__DATA EXCERPTS__:
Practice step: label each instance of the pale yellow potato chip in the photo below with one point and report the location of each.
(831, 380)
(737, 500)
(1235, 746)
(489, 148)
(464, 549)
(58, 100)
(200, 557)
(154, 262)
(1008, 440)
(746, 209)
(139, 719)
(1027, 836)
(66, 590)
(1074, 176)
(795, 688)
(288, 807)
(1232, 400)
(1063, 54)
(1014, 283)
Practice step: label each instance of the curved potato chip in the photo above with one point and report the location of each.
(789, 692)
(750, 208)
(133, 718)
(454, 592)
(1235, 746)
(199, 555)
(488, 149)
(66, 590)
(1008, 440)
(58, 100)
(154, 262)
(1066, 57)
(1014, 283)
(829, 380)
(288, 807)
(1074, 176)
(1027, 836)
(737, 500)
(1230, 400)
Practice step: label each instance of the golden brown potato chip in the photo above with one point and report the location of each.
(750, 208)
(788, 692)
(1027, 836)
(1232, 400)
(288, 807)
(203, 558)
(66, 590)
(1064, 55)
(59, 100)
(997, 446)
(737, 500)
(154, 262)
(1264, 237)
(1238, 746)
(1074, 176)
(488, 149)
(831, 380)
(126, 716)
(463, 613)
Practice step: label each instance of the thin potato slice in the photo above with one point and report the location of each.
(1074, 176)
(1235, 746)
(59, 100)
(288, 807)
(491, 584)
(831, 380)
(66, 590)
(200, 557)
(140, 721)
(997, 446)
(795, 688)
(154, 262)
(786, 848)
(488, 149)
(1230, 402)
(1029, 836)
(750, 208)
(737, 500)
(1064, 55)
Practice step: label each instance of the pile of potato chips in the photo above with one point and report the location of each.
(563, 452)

__TO BE DONE__:
Rewrite the stretch from the line containing "Practice step: label each instance of the thin" through the end of the material, keeping the request lines unchanged, and shift every coordinate value in the points by -114.

__THE RESPONSE__:
Practice step: label each instance of the thin potato slice in the photo above with one point and report the location of each.
(960, 62)
(1121, 632)
(-55, -14)
(174, 693)
(377, 470)
(717, 266)
(-48, 476)
(86, 443)
(26, 607)
(883, 332)
(681, 574)
(40, 148)
(672, 734)
(374, 35)
(1116, 288)
(915, 722)
(636, 94)
(623, 386)
(950, -59)
Practice step: label each instance of the pile of potato chips in the photo above with one point and report the location of each.
(449, 338)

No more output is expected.